» The task:
Select each line in the material below that contains the string "flooded" and copy those lines.

» Excerpted records:

____

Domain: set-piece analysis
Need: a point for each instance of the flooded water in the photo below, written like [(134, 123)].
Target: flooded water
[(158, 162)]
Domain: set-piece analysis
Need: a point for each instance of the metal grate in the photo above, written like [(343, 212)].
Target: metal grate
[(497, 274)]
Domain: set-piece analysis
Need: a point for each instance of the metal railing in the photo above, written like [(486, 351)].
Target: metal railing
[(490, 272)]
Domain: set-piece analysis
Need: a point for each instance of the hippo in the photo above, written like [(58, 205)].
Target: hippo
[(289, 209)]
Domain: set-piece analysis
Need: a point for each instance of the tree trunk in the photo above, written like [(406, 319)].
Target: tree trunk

____

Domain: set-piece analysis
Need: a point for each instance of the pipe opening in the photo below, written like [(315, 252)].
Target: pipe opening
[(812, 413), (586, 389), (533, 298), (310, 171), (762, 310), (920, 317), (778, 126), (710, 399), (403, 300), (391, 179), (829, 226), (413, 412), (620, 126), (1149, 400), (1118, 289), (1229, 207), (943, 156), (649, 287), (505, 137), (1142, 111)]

____

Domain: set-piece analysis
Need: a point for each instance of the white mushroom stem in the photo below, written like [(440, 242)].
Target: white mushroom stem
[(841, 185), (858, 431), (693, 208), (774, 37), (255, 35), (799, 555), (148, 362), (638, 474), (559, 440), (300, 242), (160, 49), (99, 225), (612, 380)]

____

» Exercise result:
Need: a point for each instance of the flooded water in the photo below, written like [(134, 123)].
Target: flooded water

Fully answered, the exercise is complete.